ACTIVITY A.
Decide whether each statement below agrees with the Magma article: (i) The Magma paper was published in 2025; (ii) Set-of-Mark involves movement traces in video; (iii) Magma is presented as a ready-made Norwegian industrial solution. Answer yes or no for each, and quote the deciding words of the article.
ACTIVITY B.
According to the Magma article below, what does Trace-of-Mark involve?
ACTIVITY C.
List every Norwegian sector that the Magma article names as one where digital and physical automation converge.

** Opening TEXT SEGMENT block **

AI Needs to Learn Where Things Are

Modern multimodal models are good at looking at images and explaining them. But a robot or screen-based agent needs more than description. It must understand where something is, how it can be affected, and what action should happen next.

This is the transition Microsoft Research is tackling with Magma, a foundation model for multimodal AI agents. The paper was published in 2025 and targets both digital and physical environments: user interfaces, videos, game-like tasks, and robotic manipulation.

In short: Magma tries to bridge the gap between seeing the world and acting in it.

A robot doesn't just need vision. It needs a language for action.

From Vision-Language to Vision-Language-Action

Traditional vision-language models can answer questions about images. Magma extends this toward agentic tasks. The model is trained on heterogeneous datasets drawn from images, videos, and robotics, and employs two key techniques: Set-of-Mark and Trace-of-Mark.

Set-of-Mark involves labeling action-relevant objects in images — for example, buttons in a user interface. Trace-of-Mark involves movement traces in video — for example, how a hand or robotic arm moves through time.

Together, these are intended to give the model both spatial and temporal intelligence.

2025
Magma paper
3
core domains: UI, video, robotics
8B
public Magma model variant
Magma Wants to Give Multimodal Agents a Sense of Space - Bilde 1

Why UI and Robotics Go Hand in Hand

Combining screen navigation and robotic arms in the same model might seem like an odd pairing. But they share a common core: the agent must observe an environment, understand a goal, select a point or object, and propose the next action.

In a user interface, that action might be clicking the right button. In robotics, it might be grasping the right object. Both require visual grounding. Both punish small errors.

Relevance for Norwegian Industry

Norway has many sectors where digital and physical automation converge: maritime, manufacturing, energy, warehousing, medical equipment, and public operations. Magma is not a ready-made Norwegian industrial solution, but the research is relevant because it points toward more general-purpose agents for exactly these kinds of environments.

Rather than training one model for one robotic task and another for one screen-based system, future systems could use the same multimodal foundation model as a starting point — then adapt it to a specific domain, safety requirements, and local procedures.

That doesn't mean a robot will suddenly be safe to deploy in production. Physical AI demands rigorous verification. But better spatial understanding could make it easier to build systems that learn faster and fail more visibly.

Multimodal AI becomes truly useful when it can point, plan, and act — not just describe.

The Major Limitation

Magma is still research. Getting a model to perform well on benchmarks and demos is one thing. Getting it to operate reliably in a cluttered warehouse, aboard a vessel, or in a hospital environment is another matter entirely.

Sensor noise, unexpected objects, poor lighting, safety requirements, and mechanical constraints make physical AI far harder than screen-based AI. Norwegian organizations should therefore view Magma as a research direction, not as a plug-and-play robot pilot.

Conclusion

Magma is compelling because it tackles one of the biggest gaps in today's AI agents: the transition from understanding to action. By connecting images, video, language, and action traces, Microsoft Research is trying to give agents a better sense of space.

For 24AI readers, the key takeaway is straightforward: the next wave of AI research isn't just about larger language models. It's about models that can orient themselves in the world — whether that world is a screen or a physical space.

** Closing TEXT SEGMENT block **
** Opening DATA block **

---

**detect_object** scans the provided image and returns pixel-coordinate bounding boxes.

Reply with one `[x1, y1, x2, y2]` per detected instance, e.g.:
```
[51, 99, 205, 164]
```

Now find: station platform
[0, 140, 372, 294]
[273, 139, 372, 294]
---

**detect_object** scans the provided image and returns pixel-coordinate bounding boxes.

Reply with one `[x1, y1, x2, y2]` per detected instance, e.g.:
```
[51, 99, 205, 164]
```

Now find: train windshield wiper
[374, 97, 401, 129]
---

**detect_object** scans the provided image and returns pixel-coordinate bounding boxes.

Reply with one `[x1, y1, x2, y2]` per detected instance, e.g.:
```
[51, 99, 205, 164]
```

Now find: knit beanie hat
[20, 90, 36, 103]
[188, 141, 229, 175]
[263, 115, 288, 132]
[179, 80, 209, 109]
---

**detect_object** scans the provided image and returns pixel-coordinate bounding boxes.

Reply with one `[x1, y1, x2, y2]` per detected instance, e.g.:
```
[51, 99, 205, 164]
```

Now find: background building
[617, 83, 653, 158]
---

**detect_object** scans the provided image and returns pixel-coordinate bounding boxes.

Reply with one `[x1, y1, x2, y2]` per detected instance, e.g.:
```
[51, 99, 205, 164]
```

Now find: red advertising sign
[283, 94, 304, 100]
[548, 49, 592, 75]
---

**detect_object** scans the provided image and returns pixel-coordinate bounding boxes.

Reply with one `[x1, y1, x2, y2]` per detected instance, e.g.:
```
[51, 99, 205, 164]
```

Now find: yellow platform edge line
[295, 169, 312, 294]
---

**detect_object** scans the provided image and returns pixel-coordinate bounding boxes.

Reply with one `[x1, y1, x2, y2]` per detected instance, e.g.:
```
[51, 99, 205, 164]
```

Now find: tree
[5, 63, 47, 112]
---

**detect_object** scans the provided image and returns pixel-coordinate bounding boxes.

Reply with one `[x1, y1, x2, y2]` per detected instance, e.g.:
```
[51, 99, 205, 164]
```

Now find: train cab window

** Closing DATA block **

EXERCISE RESULT A.
(i) Yes: "The paper was published in 2025"
(ii) No: "Trace-of-Mark involves movement traces in video"
(iii) No: "Magma is not a ready-made Norwegian industrial solution"

EXERCISE RESULT B.
Trace-of-Mark involves movement traces in video, for example how a hand or robotic arm moves through time.

EXERCISE RESULT C.
- maritime
- manufacturing
- energy
- warehousing
- medical equipment
- public operations